### Supplied material
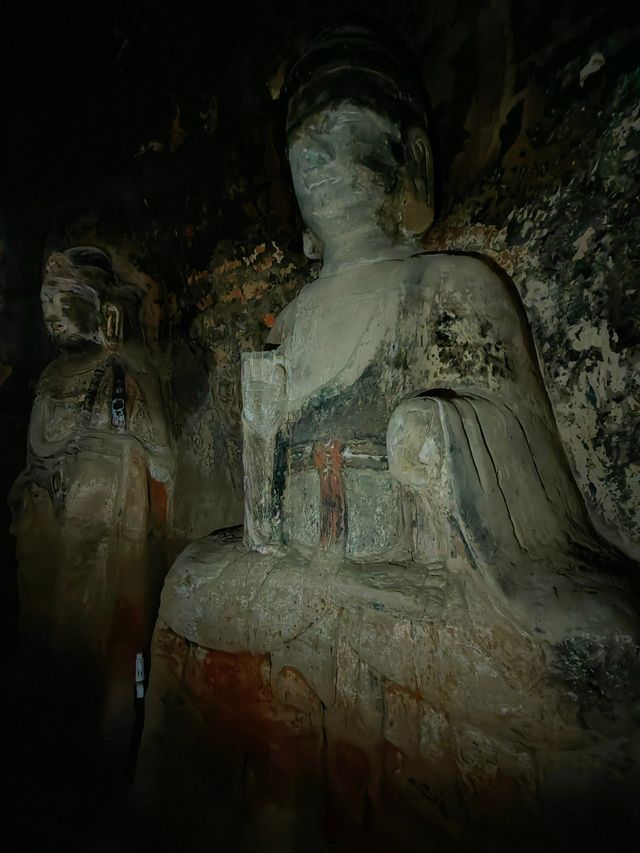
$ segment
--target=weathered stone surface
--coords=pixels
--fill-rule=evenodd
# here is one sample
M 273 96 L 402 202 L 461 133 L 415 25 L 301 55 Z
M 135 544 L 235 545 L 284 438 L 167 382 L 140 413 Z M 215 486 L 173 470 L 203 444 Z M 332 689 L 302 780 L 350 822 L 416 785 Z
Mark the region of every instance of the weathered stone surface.
M 106 746 L 124 771 L 172 538 L 166 397 L 153 349 L 132 336 L 139 294 L 106 253 L 52 254 L 42 303 L 61 354 L 38 383 L 11 496 L 21 663 L 50 739 Z
M 548 45 L 525 59 L 528 45 L 519 74 L 504 81 L 492 171 L 448 205 L 426 241 L 480 252 L 513 277 L 583 497 L 631 553 L 640 519 L 635 38 L 601 34 L 561 67 Z M 479 139 L 453 166 L 467 186 Z
M 287 94 L 323 265 L 279 348 L 244 357 L 244 543 L 194 543 L 168 575 L 138 791 L 188 808 L 177 726 L 249 849 L 300 849 L 309 823 L 319 849 L 538 844 L 578 767 L 571 827 L 637 784 L 633 567 L 590 522 L 513 284 L 419 251 L 432 155 L 407 71 L 346 28 Z M 237 769 L 256 754 L 259 797 Z M 214 822 L 202 849 L 228 843 Z
M 578 651 L 576 679 L 463 560 L 336 565 L 240 537 L 190 546 L 154 639 L 137 792 L 197 849 L 539 850 L 578 825 L 572 774 L 579 810 L 629 808 L 628 639 Z
M 241 353 L 265 345 L 306 273 L 305 259 L 274 240 L 222 241 L 207 269 L 189 273 L 196 313 L 188 341 L 171 347 L 183 541 L 242 521 Z
M 271 240 L 284 251 L 287 241 L 294 248 L 300 242 L 279 150 L 278 92 L 292 54 L 315 35 L 318 24 L 364 7 L 356 2 L 347 8 L 344 0 L 325 0 L 321 7 L 300 0 L 295 7 L 263 3 L 248 14 L 244 6 L 200 4 L 194 27 L 194 14 L 181 5 L 143 6 L 133 2 L 115 9 L 107 4 L 72 20 L 55 6 L 33 16 L 16 5 L 4 18 L 5 77 L 20 85 L 6 87 L 6 132 L 0 143 L 0 203 L 8 235 L 1 272 L 7 273 L 9 284 L 8 289 L 0 284 L 0 323 L 7 319 L 9 327 L 0 339 L 0 361 L 5 375 L 11 371 L 2 383 L 0 367 L 0 481 L 6 494 L 23 464 L 32 390 L 50 357 L 42 341 L 38 300 L 45 235 L 68 193 L 98 203 L 99 234 L 107 218 L 106 199 L 117 228 L 145 245 L 145 262 L 157 264 L 158 280 L 177 309 L 165 315 L 163 346 L 171 341 L 176 355 L 186 350 L 174 363 L 172 394 L 180 411 L 172 417 L 181 429 L 183 448 L 178 449 L 183 462 L 176 471 L 175 519 L 181 537 L 190 537 L 217 524 L 215 486 L 226 459 L 221 445 L 224 449 L 233 443 L 239 467 L 239 434 L 229 442 L 218 421 L 229 399 L 226 392 L 217 394 L 218 377 L 225 383 L 234 371 L 239 377 L 237 353 L 261 347 L 267 332 L 263 317 L 277 313 L 307 277 L 300 265 L 292 277 L 295 286 L 289 290 L 283 285 L 286 292 L 281 293 L 266 273 L 273 284 L 267 297 L 272 304 L 263 310 L 262 298 L 254 302 L 250 291 L 246 303 L 239 296 L 218 300 L 221 283 L 227 294 L 226 274 L 216 272 L 195 286 L 191 274 L 240 261 L 238 275 L 244 276 L 246 269 L 257 278 L 262 274 L 249 269 L 243 258 L 263 244 L 269 247 Z M 369 0 L 366 14 L 409 42 L 431 95 L 444 175 L 445 227 L 444 234 L 432 232 L 427 248 L 480 251 L 510 272 L 525 302 L 582 495 L 593 518 L 604 518 L 610 526 L 608 535 L 618 535 L 629 546 L 637 540 L 638 519 L 635 394 L 629 383 L 637 372 L 634 203 L 640 161 L 633 127 L 628 136 L 618 136 L 616 128 L 619 117 L 621 129 L 627 119 L 635 122 L 636 5 L 629 0 L 477 0 L 425 6 L 413 0 L 401 5 Z M 461 203 L 469 194 L 469 205 Z M 536 218 L 543 228 L 536 227 Z M 234 244 L 219 244 L 209 263 L 212 246 L 221 237 Z M 111 249 L 108 240 L 105 245 Z M 259 262 L 258 257 L 255 265 Z M 232 290 L 230 286 L 228 292 Z M 211 304 L 202 310 L 205 297 Z M 191 326 L 194 314 L 206 318 L 206 325 L 196 321 Z M 245 319 L 252 326 L 256 320 L 256 336 L 243 341 L 236 353 L 234 329 Z M 221 336 L 232 353 L 224 364 L 224 354 L 218 362 L 211 345 Z M 583 349 L 585 342 L 589 345 Z M 211 382 L 205 370 L 211 370 Z M 607 381 L 609 376 L 613 381 Z M 195 400 L 192 381 L 199 386 Z M 237 429 L 237 384 L 234 394 Z M 184 397 L 191 399 L 183 417 Z M 422 422 L 426 418 L 419 415 Z M 345 478 L 350 474 L 351 468 Z M 305 503 L 305 541 L 316 541 L 319 519 L 311 508 L 319 476 L 314 469 L 292 472 L 292 481 L 296 477 L 306 479 L 307 491 L 313 492 Z M 227 494 L 230 480 L 223 480 Z M 238 482 L 234 480 L 234 489 Z M 225 513 L 229 504 L 224 503 Z M 239 509 L 239 498 L 235 504 Z M 286 531 L 287 518 L 284 524 Z M 420 548 L 432 547 L 440 535 L 440 526 L 425 525 Z M 0 549 L 7 593 L 2 596 L 2 648 L 10 683 L 15 607 L 14 539 L 8 532 Z M 582 664 L 584 651 L 573 648 L 566 655 L 576 685 L 584 684 L 589 672 Z M 22 720 L 26 703 L 19 691 L 9 688 L 8 693 L 16 697 L 16 720 Z M 5 730 L 13 740 L 16 726 Z M 21 755 L 18 766 L 22 769 Z M 34 803 L 33 775 L 25 772 L 28 784 L 21 786 L 10 763 L 7 768 L 7 789 L 28 791 L 25 798 Z M 577 788 L 578 775 L 565 781 L 565 787 Z M 59 779 L 56 768 L 53 787 Z M 69 791 L 67 800 L 75 804 L 75 782 Z M 45 801 L 50 821 L 42 819 Z M 31 822 L 34 832 L 46 825 L 49 847 L 55 846 L 49 832 L 64 825 L 50 803 L 43 797 L 34 805 L 37 819 Z M 101 826 L 108 823 L 100 821 Z M 85 847 L 94 839 L 90 832 Z M 587 838 L 583 849 L 589 842 Z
######
#### Action item:
In the listing above, locate the line containing "--fill-rule=evenodd" and the line containing "M 135 544 L". Extract those two lines and every line between them, exactly as written, and only those.

#### Result:
--fill-rule=evenodd
# here is one sample
M 273 96 L 402 202 L 461 133 L 415 25 L 301 55 Z
M 135 544 L 235 545 L 284 438 L 167 382 L 140 413 Z M 215 486 L 173 470 L 203 444 Z M 332 689 L 302 780 L 350 822 L 416 785 Z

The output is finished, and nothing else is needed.